--- START OF Text segment ---
Then we had to learn
to sleep in a house. We'd only ever slept in our wilchas and always had
the stars there and the embers of the fire and the closeness of the family.
And all of a sudden we had high beds and that was very frightening. You
just thought you were going to fall out and to be separated. There was
a corridor and our cousins were in another room. We'd never been separated
before. And the awful part was we had to get into that train later on
with one little grey blanket and go down to Colebrook ... a matter of
weeks after. From that time until 1968 I didn't see [my mother]. Thirty-two
years it was.

[I stayed at Colebrook]
till 1946 [when] I was fourteen or fifteen. We were trained to go into
people's home and clean and look after other people's children. I went
to a doctor and his wife. They were beautiful people. I stayed with them
a couple of years.
--- END OF Text segment ---
--- START OF Provided records ---
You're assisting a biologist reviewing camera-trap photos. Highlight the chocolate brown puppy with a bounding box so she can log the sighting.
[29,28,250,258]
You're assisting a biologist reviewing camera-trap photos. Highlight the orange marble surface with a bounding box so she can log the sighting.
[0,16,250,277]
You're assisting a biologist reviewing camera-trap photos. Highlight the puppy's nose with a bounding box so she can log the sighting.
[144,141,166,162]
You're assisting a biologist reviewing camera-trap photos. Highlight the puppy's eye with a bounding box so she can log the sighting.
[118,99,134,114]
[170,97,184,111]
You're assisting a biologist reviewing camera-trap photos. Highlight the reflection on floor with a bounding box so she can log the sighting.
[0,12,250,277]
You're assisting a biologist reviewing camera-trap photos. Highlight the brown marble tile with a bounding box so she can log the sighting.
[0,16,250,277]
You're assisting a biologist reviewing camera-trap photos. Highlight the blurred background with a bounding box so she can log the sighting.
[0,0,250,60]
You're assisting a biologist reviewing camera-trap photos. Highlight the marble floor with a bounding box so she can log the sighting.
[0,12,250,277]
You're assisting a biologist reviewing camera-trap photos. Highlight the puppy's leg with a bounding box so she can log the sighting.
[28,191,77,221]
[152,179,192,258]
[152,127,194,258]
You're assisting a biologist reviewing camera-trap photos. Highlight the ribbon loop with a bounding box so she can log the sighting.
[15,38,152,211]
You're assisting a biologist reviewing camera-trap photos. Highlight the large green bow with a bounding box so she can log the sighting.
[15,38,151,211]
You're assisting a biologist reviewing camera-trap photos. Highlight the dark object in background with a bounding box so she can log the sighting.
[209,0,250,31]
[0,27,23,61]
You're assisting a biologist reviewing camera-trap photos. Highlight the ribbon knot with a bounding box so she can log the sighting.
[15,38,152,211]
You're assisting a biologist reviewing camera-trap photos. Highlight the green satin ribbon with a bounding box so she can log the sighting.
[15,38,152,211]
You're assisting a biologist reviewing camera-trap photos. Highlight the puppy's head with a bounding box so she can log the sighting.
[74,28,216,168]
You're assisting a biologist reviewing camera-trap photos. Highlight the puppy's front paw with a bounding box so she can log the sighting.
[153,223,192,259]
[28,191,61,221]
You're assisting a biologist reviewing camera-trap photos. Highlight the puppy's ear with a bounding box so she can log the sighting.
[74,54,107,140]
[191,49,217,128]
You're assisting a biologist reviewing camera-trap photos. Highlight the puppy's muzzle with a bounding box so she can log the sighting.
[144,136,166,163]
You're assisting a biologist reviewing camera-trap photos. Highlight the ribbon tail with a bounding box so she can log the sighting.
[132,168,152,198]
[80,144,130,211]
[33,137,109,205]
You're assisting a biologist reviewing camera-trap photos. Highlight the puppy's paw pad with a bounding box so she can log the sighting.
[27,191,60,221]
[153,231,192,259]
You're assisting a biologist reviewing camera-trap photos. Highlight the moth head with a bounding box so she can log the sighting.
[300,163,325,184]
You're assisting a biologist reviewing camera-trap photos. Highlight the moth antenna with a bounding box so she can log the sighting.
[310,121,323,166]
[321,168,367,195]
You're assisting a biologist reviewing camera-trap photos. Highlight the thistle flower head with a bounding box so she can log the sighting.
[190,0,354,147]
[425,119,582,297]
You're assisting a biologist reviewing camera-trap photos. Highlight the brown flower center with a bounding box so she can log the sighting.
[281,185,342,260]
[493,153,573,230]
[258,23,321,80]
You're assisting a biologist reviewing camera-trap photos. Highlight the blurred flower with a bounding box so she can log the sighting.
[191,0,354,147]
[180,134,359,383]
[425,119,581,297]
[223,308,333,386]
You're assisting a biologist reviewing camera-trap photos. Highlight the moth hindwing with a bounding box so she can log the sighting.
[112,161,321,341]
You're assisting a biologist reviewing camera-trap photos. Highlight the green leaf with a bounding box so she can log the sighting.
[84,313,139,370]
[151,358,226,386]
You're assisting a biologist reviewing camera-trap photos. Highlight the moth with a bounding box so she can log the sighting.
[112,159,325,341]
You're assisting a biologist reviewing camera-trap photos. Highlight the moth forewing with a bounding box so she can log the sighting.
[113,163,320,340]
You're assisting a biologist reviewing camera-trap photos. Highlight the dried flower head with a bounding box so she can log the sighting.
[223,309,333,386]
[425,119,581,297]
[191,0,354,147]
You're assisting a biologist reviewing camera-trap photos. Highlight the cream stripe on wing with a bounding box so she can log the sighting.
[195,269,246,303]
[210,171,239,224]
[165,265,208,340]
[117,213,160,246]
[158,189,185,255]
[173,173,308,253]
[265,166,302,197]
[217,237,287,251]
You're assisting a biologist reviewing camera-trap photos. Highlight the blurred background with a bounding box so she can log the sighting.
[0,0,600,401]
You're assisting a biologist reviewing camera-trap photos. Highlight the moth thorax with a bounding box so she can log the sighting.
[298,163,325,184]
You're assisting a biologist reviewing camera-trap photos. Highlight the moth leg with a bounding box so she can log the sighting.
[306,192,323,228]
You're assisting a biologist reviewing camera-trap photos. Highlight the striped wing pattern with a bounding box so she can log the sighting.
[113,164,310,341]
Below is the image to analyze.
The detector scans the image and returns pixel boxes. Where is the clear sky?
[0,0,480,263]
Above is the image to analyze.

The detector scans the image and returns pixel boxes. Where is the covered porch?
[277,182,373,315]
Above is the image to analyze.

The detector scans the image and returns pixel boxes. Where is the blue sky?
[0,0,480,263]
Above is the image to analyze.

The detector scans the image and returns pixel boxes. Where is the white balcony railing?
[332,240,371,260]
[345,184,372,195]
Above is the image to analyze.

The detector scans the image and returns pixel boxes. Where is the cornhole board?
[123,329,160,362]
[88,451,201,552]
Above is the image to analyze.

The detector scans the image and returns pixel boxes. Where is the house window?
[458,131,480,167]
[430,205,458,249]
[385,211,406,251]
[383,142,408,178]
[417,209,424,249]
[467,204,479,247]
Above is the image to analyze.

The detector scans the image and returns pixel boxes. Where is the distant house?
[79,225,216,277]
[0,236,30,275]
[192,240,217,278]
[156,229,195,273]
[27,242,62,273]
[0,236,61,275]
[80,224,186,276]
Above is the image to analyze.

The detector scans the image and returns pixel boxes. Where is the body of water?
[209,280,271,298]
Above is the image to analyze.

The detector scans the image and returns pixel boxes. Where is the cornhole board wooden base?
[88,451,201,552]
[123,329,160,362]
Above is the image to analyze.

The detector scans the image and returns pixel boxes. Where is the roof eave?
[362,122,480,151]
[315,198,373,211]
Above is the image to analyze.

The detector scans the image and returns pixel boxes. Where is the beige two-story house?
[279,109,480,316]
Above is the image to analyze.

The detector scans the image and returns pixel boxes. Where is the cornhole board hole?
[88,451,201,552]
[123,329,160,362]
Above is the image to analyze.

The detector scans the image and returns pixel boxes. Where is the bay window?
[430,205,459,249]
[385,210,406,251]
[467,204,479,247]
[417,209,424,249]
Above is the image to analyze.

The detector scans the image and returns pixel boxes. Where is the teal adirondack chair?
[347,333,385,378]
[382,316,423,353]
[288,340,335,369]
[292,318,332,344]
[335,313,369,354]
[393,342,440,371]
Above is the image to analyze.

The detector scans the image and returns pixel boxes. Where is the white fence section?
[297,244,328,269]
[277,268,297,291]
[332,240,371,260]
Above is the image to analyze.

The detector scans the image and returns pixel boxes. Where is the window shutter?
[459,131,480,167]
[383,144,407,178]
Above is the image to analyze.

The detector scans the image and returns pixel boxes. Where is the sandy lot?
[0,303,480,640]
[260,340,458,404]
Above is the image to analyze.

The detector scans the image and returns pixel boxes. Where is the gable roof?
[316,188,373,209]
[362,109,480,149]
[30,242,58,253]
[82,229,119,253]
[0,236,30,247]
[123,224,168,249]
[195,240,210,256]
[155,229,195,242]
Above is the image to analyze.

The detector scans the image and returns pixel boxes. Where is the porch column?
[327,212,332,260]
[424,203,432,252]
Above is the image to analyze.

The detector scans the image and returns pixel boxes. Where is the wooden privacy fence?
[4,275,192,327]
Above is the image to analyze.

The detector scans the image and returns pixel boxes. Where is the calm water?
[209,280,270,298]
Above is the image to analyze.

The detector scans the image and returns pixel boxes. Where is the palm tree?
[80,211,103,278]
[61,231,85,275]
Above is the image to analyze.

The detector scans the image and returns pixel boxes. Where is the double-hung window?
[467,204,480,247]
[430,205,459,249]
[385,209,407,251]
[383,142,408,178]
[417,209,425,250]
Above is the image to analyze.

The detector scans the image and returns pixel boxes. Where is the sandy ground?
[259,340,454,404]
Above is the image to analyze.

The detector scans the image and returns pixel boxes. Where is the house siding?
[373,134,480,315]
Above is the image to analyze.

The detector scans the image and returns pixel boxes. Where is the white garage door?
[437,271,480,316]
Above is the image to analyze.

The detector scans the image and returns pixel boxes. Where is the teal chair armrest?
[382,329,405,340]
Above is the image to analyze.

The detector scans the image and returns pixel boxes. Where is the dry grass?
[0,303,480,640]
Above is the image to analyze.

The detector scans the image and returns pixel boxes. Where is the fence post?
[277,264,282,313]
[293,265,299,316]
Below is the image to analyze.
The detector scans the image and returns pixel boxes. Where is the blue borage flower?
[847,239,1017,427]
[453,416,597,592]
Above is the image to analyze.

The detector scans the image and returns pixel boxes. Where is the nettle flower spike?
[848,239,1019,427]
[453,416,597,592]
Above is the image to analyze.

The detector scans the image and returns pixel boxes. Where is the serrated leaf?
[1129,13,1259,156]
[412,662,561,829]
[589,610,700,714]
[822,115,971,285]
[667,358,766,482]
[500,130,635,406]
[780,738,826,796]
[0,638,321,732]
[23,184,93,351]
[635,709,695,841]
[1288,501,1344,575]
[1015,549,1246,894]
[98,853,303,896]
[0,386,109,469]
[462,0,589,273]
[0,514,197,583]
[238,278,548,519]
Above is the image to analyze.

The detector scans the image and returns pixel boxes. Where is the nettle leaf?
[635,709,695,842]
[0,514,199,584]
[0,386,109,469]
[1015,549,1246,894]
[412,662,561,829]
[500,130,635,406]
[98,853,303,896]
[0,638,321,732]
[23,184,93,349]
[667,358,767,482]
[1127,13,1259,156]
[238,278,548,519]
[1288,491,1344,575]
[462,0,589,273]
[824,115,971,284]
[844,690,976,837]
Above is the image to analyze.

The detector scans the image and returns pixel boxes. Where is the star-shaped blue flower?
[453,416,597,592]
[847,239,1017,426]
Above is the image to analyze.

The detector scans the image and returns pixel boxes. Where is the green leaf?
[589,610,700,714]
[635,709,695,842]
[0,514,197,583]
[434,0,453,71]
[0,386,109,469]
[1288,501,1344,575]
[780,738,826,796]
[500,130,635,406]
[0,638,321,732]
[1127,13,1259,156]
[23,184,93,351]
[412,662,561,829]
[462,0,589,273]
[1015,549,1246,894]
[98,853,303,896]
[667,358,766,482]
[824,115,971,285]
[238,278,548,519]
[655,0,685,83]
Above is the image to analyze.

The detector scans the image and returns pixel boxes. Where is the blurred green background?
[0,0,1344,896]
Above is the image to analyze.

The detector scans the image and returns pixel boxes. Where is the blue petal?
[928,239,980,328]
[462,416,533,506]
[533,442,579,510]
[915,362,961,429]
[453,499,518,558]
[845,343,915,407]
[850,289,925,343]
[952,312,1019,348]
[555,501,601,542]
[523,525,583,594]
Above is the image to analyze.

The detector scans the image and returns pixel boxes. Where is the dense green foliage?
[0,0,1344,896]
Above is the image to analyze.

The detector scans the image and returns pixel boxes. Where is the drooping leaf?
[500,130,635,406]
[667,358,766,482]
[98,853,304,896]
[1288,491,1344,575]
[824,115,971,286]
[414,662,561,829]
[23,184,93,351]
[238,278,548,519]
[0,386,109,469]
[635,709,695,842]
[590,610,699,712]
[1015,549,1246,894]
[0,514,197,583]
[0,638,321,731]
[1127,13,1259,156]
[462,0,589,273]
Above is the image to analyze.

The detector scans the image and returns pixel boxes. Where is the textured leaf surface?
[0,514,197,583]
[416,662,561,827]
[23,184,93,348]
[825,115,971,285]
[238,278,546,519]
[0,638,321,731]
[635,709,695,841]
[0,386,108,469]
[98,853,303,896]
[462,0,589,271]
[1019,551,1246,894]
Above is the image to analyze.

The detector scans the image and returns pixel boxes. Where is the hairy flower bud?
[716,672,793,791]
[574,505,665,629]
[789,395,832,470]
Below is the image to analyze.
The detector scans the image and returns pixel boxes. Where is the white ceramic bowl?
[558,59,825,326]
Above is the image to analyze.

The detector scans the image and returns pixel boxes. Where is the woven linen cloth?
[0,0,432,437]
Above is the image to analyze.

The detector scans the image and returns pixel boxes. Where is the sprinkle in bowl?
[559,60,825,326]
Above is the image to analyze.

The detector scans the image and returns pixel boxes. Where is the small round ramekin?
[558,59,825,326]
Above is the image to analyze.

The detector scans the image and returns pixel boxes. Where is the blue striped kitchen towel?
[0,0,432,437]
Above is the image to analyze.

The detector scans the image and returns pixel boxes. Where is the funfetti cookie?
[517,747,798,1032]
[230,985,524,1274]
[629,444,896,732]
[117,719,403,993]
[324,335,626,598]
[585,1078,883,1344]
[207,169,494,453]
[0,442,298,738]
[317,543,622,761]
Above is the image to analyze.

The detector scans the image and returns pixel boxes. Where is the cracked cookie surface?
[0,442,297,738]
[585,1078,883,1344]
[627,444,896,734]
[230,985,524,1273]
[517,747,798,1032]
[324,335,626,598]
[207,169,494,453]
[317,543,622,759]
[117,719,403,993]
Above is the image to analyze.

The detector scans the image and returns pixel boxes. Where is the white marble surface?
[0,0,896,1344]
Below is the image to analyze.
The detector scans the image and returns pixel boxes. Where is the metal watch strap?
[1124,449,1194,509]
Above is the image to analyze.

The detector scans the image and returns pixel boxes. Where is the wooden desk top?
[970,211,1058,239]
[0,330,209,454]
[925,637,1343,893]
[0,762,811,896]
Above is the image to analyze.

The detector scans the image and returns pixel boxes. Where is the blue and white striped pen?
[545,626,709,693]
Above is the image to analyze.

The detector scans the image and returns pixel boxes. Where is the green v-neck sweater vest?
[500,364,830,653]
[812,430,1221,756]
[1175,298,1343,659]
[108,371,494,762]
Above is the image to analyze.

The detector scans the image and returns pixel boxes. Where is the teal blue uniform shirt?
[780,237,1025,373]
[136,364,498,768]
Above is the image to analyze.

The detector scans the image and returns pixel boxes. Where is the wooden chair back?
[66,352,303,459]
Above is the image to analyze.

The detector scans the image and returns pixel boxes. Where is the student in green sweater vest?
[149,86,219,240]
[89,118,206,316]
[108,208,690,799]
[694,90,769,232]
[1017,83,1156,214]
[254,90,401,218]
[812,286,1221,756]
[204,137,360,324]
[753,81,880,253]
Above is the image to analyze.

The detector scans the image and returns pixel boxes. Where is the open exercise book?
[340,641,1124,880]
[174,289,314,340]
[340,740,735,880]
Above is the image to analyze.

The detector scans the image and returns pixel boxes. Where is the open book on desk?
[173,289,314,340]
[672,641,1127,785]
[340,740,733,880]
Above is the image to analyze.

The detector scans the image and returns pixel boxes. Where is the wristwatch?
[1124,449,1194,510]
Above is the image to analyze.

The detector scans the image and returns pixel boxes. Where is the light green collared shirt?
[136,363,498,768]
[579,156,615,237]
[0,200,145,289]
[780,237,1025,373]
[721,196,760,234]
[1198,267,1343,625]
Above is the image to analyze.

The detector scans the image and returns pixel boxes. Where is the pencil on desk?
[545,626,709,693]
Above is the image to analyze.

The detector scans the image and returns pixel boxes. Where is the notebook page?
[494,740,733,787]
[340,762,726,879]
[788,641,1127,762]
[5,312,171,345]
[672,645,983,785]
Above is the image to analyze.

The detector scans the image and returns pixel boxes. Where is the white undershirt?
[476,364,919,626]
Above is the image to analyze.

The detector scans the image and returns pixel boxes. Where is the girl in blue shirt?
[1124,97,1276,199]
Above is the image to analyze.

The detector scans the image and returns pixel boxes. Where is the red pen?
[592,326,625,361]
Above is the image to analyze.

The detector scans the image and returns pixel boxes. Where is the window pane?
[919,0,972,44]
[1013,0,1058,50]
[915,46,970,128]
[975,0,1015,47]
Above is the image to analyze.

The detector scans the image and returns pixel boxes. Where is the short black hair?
--- END OF Provided records ---
**Required tasks**
A) Decide whether each statement below agrees with the Colebrook account, answering yes or no and quoting the exact words of the account that settle it: (i) before moving into the house, the family had slept only in their wilchas; (ii) the narrator stayed at Colebrook until 1968; (iii) the narrator stayed with the doctor and his wife for a couple of years.
B) Rewrite everything in the Colebrook account from "Then we had" down to "of the family.", swapping "wilchas" for "shelters".

**Task results**
A)
(i) Yes: "We'd only ever slept in our wilchas"
(ii) No: "till 1946 [when] I was fourteen or fifteen"
(iii) Yes: "I stayed with them a couple of years"

B)
Then we had to learn
to sleep in a house. We'd only ever slept in our shelters and always had
the stars there and the embers of the fire and the closeness of the family.